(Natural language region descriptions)

..........

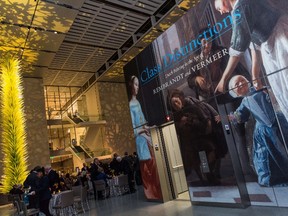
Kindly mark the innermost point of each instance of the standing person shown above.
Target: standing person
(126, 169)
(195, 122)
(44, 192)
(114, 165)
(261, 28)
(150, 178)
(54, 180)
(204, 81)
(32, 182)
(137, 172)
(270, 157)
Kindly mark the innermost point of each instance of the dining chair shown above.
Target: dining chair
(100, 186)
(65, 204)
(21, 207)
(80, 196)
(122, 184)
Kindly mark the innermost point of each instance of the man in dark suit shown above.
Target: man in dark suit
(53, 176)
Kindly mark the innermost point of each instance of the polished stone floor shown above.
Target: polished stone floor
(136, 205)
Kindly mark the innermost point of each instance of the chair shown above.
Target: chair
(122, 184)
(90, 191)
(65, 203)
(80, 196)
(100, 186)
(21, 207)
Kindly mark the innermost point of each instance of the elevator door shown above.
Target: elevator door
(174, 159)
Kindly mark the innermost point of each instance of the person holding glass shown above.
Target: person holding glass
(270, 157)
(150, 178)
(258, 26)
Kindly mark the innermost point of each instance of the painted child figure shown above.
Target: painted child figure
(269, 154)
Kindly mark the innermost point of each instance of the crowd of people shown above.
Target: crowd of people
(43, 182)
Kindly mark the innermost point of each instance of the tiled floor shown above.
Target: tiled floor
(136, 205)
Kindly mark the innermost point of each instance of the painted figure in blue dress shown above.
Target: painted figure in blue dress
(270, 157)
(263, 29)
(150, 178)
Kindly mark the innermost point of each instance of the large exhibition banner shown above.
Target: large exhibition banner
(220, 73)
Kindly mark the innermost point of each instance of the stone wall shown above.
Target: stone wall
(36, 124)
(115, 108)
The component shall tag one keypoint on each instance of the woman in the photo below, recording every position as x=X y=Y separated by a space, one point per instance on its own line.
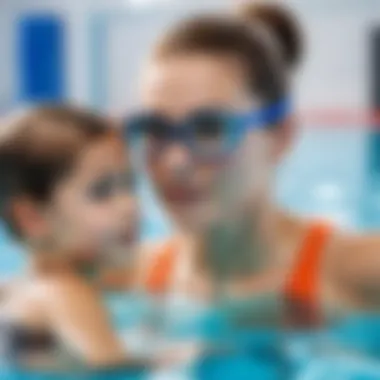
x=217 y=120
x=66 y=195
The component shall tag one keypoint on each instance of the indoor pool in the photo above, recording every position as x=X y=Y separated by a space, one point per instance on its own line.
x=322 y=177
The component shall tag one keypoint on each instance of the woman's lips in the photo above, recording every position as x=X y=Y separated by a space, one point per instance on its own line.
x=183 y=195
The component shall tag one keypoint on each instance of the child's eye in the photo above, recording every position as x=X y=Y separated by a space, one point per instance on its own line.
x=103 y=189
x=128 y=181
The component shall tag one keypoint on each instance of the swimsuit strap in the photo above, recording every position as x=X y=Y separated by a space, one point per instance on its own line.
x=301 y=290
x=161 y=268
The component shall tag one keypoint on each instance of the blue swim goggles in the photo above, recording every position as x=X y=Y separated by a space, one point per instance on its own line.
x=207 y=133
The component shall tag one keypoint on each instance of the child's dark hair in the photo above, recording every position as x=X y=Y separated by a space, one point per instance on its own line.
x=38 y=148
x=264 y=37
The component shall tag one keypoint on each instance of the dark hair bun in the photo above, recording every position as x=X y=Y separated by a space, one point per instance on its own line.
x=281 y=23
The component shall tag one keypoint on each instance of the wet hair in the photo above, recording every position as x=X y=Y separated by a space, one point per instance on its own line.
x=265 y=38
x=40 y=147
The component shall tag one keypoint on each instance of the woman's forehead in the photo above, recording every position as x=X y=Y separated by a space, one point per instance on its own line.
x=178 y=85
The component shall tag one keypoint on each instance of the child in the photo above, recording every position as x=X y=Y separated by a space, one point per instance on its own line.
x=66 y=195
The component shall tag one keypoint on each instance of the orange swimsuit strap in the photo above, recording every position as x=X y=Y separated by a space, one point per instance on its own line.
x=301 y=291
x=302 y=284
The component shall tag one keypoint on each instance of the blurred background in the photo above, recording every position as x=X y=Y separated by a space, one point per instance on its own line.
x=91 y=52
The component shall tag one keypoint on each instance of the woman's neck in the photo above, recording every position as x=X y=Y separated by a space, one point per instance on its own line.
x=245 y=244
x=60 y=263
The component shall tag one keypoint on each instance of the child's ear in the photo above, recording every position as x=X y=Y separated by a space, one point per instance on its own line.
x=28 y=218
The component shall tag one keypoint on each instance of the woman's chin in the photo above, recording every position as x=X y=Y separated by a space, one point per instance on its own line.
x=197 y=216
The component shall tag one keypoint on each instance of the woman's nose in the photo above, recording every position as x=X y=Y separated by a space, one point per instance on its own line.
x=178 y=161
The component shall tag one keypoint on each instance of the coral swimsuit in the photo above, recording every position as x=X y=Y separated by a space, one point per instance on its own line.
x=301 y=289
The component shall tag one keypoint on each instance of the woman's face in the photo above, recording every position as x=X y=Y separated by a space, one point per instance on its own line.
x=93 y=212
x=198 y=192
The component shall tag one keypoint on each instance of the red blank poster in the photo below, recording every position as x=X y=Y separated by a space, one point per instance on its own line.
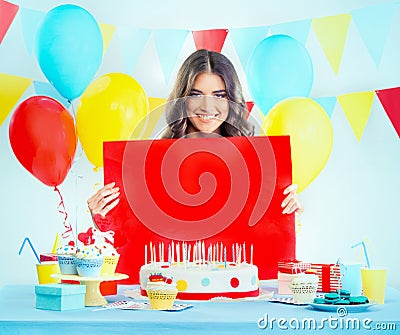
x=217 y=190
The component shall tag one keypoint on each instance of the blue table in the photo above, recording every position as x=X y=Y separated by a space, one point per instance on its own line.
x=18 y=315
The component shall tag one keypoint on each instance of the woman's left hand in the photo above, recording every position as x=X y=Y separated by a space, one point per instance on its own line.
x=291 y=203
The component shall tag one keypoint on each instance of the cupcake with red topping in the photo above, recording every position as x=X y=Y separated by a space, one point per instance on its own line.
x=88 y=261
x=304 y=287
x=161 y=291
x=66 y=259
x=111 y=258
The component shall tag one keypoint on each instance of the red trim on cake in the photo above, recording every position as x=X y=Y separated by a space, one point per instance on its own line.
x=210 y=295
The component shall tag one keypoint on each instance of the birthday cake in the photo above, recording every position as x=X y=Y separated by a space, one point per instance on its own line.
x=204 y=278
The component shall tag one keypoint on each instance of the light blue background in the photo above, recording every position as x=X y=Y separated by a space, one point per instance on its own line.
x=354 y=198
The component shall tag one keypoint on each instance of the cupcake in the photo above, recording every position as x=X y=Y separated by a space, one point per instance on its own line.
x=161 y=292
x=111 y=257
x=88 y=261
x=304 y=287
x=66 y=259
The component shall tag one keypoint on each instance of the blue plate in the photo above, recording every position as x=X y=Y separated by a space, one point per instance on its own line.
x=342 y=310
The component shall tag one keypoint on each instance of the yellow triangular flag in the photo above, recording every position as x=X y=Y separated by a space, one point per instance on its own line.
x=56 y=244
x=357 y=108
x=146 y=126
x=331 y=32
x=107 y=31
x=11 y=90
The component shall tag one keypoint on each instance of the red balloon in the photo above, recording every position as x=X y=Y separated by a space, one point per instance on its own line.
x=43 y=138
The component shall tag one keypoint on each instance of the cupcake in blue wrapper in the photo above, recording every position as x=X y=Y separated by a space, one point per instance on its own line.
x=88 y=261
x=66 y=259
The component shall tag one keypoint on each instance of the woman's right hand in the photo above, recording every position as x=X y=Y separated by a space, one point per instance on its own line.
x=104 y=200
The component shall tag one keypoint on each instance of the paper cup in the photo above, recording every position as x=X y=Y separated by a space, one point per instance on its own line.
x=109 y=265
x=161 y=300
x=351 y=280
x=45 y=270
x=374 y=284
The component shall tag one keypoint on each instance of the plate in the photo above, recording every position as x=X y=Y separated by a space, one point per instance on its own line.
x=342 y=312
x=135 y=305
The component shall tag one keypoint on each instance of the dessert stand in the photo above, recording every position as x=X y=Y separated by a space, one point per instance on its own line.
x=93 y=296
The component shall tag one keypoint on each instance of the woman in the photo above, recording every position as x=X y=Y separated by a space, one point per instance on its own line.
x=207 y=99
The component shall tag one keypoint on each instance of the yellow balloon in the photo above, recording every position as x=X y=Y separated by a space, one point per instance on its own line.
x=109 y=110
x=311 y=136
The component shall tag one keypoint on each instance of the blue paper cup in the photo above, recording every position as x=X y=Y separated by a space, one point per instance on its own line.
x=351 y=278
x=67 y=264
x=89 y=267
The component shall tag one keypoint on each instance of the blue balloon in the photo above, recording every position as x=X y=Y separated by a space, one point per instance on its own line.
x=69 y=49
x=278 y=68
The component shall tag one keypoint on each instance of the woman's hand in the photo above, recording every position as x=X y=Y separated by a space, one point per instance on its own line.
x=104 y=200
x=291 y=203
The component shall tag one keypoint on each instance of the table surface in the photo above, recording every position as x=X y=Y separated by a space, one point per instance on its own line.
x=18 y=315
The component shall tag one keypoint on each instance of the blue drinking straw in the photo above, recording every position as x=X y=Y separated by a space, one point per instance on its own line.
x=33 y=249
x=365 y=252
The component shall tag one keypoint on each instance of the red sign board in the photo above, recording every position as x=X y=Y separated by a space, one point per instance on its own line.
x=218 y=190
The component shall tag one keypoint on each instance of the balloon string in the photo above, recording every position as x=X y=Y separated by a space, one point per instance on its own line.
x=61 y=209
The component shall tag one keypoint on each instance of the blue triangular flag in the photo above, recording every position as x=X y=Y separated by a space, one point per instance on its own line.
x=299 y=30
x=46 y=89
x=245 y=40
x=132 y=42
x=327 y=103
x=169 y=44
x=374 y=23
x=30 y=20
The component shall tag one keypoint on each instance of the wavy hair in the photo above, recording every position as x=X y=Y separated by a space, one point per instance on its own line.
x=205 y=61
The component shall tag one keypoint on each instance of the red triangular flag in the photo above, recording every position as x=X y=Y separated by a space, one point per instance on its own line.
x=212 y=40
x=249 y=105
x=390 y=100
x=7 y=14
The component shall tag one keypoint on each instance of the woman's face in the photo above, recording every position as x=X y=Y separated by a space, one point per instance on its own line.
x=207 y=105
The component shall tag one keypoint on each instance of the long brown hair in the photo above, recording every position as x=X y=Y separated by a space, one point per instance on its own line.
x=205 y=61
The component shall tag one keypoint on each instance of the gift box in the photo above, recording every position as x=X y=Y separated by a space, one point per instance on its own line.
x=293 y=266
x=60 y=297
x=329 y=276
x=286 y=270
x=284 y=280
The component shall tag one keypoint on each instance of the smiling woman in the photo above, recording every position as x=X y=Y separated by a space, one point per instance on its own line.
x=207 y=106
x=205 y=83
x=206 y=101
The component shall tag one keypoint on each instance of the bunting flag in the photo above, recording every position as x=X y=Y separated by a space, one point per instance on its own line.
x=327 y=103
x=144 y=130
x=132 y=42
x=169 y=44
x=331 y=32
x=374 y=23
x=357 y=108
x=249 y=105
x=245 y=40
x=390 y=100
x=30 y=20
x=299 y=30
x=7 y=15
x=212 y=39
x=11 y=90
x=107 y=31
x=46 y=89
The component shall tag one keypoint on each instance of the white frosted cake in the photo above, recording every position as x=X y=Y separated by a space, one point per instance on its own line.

..........

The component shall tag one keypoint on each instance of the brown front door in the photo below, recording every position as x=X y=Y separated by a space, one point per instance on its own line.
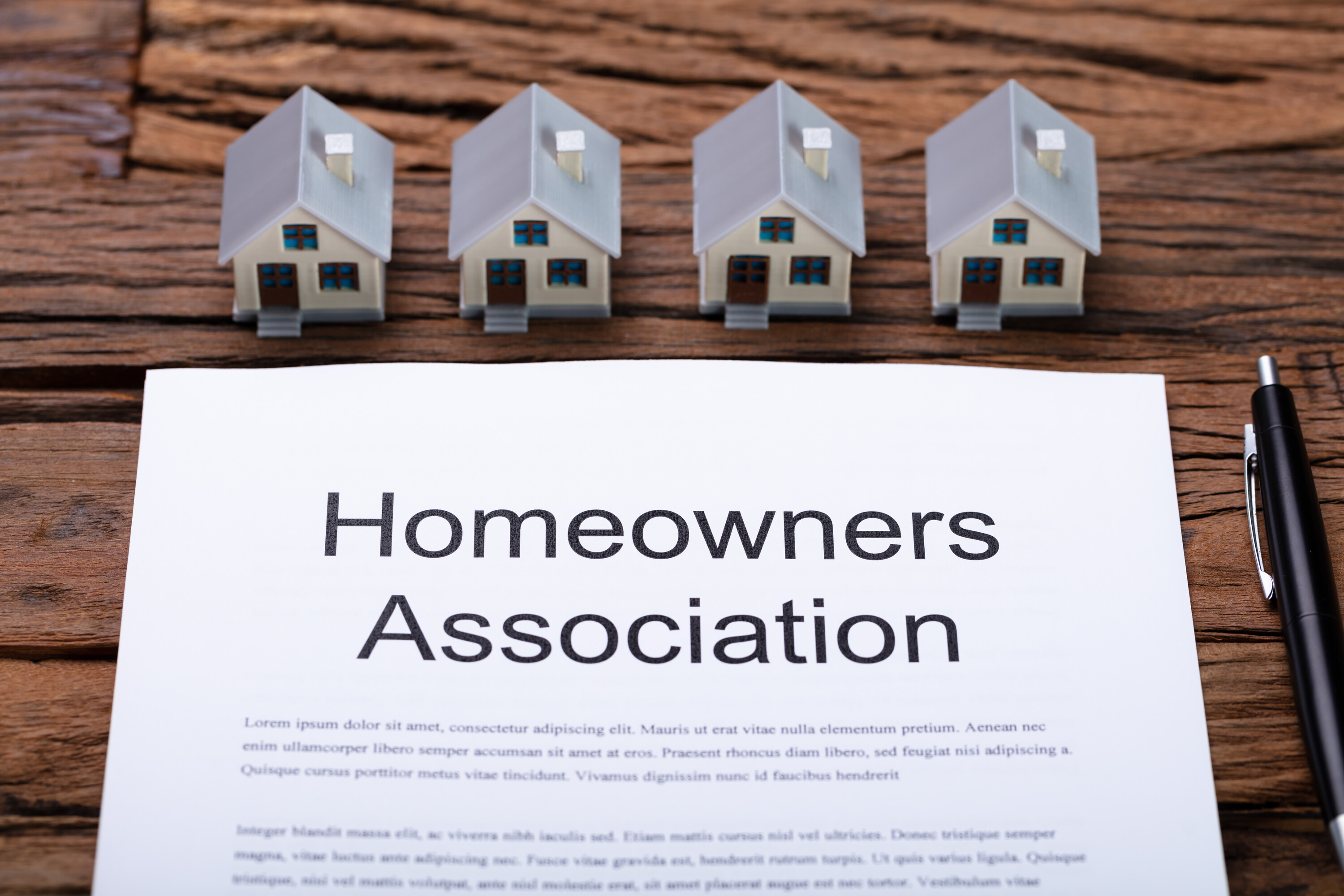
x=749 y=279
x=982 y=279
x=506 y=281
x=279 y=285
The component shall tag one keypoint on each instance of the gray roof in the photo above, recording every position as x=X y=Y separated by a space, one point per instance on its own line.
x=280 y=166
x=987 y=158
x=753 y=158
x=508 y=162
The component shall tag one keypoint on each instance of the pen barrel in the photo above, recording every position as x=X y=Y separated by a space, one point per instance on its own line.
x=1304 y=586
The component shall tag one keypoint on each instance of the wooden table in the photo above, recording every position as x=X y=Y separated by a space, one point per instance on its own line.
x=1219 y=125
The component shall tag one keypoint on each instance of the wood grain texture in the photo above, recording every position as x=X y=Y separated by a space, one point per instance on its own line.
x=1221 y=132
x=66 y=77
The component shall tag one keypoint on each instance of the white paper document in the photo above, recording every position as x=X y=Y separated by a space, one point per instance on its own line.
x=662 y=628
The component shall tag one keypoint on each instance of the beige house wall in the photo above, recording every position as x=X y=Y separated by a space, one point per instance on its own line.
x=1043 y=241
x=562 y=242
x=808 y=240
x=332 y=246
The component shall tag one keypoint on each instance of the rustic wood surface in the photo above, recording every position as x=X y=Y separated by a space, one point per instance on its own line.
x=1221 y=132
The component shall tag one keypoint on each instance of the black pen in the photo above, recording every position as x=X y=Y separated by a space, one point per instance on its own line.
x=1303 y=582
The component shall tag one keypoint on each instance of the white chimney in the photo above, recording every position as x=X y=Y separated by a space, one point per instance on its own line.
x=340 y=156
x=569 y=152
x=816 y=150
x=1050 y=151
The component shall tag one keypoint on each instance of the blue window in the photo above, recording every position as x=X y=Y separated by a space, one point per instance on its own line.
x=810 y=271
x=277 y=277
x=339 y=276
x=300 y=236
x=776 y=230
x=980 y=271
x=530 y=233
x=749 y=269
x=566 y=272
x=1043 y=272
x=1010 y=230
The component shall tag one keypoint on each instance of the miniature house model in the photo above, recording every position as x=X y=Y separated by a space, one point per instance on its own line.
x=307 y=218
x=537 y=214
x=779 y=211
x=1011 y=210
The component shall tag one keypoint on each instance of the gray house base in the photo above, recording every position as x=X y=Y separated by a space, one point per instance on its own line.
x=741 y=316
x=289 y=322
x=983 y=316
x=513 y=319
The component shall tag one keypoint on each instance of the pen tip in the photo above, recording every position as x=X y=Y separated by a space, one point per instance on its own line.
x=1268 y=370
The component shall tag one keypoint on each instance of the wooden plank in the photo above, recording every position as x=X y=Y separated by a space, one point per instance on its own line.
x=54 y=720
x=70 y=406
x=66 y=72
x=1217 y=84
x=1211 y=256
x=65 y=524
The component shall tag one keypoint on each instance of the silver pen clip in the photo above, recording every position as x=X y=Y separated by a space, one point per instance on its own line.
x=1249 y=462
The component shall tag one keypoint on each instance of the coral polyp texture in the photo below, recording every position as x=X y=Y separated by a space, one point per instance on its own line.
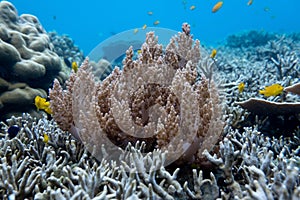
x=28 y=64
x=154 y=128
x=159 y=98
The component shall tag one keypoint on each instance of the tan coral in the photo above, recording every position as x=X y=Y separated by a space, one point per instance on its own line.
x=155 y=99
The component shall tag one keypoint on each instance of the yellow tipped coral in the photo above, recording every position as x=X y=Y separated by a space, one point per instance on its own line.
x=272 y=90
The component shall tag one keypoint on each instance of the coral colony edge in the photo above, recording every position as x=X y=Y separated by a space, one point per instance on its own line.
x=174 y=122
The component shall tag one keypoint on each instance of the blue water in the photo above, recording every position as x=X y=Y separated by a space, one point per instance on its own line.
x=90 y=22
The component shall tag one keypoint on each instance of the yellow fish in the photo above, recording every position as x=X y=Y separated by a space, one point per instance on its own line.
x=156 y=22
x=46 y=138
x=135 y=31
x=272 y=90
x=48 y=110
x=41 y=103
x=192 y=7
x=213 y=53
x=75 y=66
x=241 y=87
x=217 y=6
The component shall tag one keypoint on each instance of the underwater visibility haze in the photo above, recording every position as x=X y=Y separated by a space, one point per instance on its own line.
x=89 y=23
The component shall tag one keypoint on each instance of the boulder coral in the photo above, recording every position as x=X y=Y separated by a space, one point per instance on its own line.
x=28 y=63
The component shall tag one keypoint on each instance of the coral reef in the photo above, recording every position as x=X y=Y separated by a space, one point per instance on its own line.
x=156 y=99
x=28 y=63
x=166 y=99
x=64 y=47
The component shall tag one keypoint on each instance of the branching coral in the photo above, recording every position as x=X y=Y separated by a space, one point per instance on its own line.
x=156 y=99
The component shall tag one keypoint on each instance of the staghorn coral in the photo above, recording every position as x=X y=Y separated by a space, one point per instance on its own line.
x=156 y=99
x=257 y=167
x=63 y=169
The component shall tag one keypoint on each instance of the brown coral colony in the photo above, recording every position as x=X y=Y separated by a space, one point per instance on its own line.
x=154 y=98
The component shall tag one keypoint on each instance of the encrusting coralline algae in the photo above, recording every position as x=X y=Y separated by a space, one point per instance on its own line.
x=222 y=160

..........

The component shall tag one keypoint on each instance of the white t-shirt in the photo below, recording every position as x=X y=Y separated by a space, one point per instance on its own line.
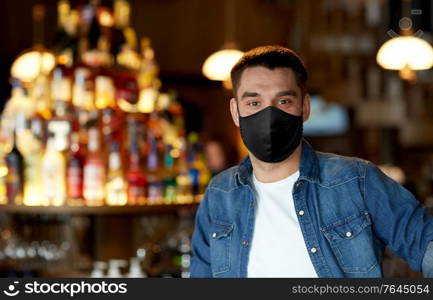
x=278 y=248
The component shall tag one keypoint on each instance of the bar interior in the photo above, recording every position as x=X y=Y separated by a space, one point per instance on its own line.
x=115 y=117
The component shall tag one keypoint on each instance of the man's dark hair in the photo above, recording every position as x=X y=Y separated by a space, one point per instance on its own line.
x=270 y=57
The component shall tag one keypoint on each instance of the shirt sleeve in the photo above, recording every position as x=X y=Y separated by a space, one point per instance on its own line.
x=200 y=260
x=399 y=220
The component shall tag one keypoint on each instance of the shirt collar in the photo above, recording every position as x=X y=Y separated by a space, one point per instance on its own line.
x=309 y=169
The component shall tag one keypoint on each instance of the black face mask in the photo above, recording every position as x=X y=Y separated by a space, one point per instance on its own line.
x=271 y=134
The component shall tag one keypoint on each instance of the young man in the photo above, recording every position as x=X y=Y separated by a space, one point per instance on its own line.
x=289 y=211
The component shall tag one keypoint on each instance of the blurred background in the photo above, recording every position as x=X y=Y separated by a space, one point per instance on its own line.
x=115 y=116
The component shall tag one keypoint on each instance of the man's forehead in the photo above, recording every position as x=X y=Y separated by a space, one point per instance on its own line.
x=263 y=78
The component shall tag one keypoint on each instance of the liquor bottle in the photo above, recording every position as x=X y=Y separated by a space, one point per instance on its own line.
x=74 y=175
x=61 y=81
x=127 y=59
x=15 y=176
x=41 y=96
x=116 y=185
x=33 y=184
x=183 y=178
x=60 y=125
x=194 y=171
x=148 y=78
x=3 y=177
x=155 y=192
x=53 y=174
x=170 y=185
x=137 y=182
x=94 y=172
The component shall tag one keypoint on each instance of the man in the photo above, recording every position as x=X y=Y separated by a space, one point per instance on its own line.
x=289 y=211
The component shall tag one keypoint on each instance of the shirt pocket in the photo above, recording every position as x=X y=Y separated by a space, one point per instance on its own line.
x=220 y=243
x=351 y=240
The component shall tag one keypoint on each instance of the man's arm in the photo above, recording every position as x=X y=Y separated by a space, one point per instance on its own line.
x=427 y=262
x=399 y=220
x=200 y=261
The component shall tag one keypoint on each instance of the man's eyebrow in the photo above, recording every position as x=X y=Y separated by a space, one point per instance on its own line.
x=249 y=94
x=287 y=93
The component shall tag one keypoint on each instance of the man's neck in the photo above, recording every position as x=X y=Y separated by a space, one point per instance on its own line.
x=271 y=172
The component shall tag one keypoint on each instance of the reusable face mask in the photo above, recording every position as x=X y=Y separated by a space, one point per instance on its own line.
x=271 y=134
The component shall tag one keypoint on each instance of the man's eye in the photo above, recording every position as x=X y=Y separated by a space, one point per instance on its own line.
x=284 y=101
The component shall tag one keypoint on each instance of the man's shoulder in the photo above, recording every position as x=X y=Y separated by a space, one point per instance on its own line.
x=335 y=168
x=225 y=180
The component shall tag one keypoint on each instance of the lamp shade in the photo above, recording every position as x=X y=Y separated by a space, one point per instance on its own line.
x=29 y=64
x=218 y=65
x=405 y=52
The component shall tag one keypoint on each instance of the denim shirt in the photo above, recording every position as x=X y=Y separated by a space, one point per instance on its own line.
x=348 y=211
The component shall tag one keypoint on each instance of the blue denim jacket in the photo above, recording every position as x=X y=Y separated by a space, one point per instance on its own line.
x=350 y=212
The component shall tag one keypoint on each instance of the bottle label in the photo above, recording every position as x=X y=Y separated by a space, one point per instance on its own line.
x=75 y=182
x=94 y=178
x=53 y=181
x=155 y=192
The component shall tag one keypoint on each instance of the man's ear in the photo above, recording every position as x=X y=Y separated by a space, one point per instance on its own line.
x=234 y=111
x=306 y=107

..........

Requirement: Only one stretch of the records above is wanted: the lines between the one holding "of the bunting" and the one holding "the white frosted", inclusive, reproduced exactly.

Answer space:
The component shall tag one keypoint on each instance of the bunting flag in the photo above, recording every position as x=X y=Y separated by a space, one point per instance on its own line.
x=327 y=103
x=144 y=130
x=132 y=42
x=169 y=44
x=331 y=32
x=374 y=23
x=357 y=108
x=249 y=105
x=245 y=40
x=390 y=100
x=30 y=20
x=299 y=30
x=7 y=15
x=212 y=39
x=11 y=90
x=107 y=31
x=46 y=89
The component shall tag one keypoint on each instance of the white frosted cake in the photo above, recording every position as x=X y=Y separated by a space, one point per instance on its own line.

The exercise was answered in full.